** Opening Selected passage block **

A new breed of thrill machine, the exhilarating, adrenaline-pumping, airtime-filled, smooth-as-silk El Toro is among the best wood coasters on the planet--except I'm not sure it's correct to characterize it as a wood coaster. Whatever El Toro is (or is not), there's no denying that it is an incredible achievement and a joyful rush to ride. Coaster fans will want to take this bull by the horns and scream, "ole!"

Up-Front Info

If the sight of El Toro's massive track wasn't enough of a clue, the actions of the ride operators in the loading station should have tipped me off about the ride's ensuing magnificent madness. They "stapled" (a wonderful term coaster freaks use to describe the overzealous tightening of safety restraints) me and my fellow riders to within an inch of cutting off our respiratory and circulatory functions. I think the extra precautions may have been due more to the new ride's balky sensor (which I'm sure the park will tweak), than sadistic ride ops. But I didn't have much time to fret over my labored breathing, as the train departed the station, rounded a bend, latched onto the lift mechanism, and cruised up the 188-foot lift hill at a surprisingly fast clip.

Bull-Shout

Unlike all other wood coasters (and nearly all steel coasters), El Toro uses an elevator cable lift rather than a traditional lift chain. Once the entire train was on the lift hill, the cable reved up to about 14 MPH without any of the hesitation or clattering clack-clicks of a lift chain. It was almost eerie how quickly and quietly the cable delivered the train to the ride's precipitous apex. The subsequent screams, however, promptly shattered the silence.

At 176 feet, El Toro's first drop is among the longest for a wood coaster in the U.S. (and the world, for that matter). Its 70-mph top speed makes it among the fastest wood coasters anywhere as well. At the time of its debut in 2006, its 76-degree angle of descent was the steepest for any wood coaster. Hence, the screams.

** Closing Selected passage block **
** Opening Record set block **

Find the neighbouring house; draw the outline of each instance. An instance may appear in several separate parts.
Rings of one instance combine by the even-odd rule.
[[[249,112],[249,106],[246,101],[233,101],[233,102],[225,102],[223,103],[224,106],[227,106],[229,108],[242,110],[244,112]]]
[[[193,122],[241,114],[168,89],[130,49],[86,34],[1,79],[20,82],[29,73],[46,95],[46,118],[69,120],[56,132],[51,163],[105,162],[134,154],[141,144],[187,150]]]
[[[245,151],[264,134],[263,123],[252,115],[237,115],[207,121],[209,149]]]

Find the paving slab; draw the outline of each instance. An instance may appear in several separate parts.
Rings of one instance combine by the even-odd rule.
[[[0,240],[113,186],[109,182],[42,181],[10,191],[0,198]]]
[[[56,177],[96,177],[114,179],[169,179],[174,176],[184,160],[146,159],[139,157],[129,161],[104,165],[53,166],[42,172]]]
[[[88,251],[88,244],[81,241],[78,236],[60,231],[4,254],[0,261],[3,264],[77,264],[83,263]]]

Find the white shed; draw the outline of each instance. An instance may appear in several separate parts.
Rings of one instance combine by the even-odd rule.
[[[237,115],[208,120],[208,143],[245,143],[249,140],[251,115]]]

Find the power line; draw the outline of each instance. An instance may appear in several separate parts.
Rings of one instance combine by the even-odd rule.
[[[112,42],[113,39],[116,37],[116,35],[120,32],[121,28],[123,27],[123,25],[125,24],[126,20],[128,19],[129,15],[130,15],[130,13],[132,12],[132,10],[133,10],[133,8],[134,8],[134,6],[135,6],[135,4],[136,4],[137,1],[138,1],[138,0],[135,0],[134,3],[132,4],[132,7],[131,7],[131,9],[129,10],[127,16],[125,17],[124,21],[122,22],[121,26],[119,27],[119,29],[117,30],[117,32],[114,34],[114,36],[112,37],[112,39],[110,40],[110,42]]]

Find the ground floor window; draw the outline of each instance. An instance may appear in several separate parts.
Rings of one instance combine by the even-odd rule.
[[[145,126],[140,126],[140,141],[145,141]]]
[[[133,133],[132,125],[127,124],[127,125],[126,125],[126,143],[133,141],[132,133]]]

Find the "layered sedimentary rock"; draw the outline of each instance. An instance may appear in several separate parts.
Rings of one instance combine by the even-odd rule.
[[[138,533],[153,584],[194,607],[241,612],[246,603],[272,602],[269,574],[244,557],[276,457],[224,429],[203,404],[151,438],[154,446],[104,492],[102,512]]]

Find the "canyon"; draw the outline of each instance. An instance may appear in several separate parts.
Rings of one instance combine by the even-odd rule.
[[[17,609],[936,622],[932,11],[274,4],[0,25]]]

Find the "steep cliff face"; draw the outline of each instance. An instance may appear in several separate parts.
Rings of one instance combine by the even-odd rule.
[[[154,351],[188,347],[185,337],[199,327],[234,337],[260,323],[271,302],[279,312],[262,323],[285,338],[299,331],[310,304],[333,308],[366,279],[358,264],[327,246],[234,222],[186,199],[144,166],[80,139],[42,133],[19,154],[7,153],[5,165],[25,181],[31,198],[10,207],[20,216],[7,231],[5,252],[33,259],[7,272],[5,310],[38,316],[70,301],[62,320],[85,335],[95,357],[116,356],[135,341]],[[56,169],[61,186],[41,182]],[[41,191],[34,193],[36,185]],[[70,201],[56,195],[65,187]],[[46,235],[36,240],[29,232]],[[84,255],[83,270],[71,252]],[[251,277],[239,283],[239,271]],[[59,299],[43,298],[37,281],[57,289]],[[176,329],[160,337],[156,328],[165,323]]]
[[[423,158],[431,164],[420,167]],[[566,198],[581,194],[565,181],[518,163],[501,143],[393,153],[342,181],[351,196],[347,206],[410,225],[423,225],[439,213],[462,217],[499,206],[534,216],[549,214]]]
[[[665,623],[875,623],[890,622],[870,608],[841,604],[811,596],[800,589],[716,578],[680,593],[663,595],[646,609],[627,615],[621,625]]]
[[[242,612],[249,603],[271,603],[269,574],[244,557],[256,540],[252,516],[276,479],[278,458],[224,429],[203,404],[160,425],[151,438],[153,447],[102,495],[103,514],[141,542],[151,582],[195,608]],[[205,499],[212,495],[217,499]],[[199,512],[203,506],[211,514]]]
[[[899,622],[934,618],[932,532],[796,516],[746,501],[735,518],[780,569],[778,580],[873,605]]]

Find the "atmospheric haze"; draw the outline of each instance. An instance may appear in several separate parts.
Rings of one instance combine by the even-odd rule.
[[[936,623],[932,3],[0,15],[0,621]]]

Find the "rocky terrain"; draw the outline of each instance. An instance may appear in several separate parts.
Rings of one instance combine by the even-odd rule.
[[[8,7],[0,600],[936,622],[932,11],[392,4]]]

** Closing Record set block **

About this task.
Resume the El Toro coaster review above, writing on from its last sentence.

Expected output.
The first drop is immediately followed by three substantial hills of 112 feet, 100 feet, and 84 feet. This generated wild, prolonged, floater airtime (that giddy butterflies-in-your-stomach sensation that coaster fans crave). Even with my lap bar cinched tightly, the airtime was glorious.

Prefab Fabulousness

The train banked into the turnaround, navigated some bunny hills for more intoxicating airtime, then veered off towards Rolling Thunder (Great Adventure's other wood coaster, which looks puny by comparison--and sounds like a screeching subway train in its last gasps). A fifth drop remained surprisingly potent, but delivered a spasm of ejector air, rather than the more gentle floater air of the initial drops. El Toro then mercilessly, yet somehow smoothly, tossed its passengers around with a series of extremely banked twisting elements before returning to the station.

I knew the stats. I even knew about the ride's unique prefabricated wood track. I was prepared for the height and speed, and anticipated some decent airtime. I was not, however, expecting El Toro's silky smoothness. It was unlike any wood coaster I've ridden. Rather than the rickety rough-and-tumble woodie sensation epitomized by the classic Cyclone at Coney Island (and bastardized by el crap-o coasters like Rolling Thunder), El Toro was as rock-solid as Great Adventure's wonderful Nitro or other stellar examples of steel coaster engineering. Not that I'd recommend it, but I think a surgeon could safely perform a circumcision while riding El Toro.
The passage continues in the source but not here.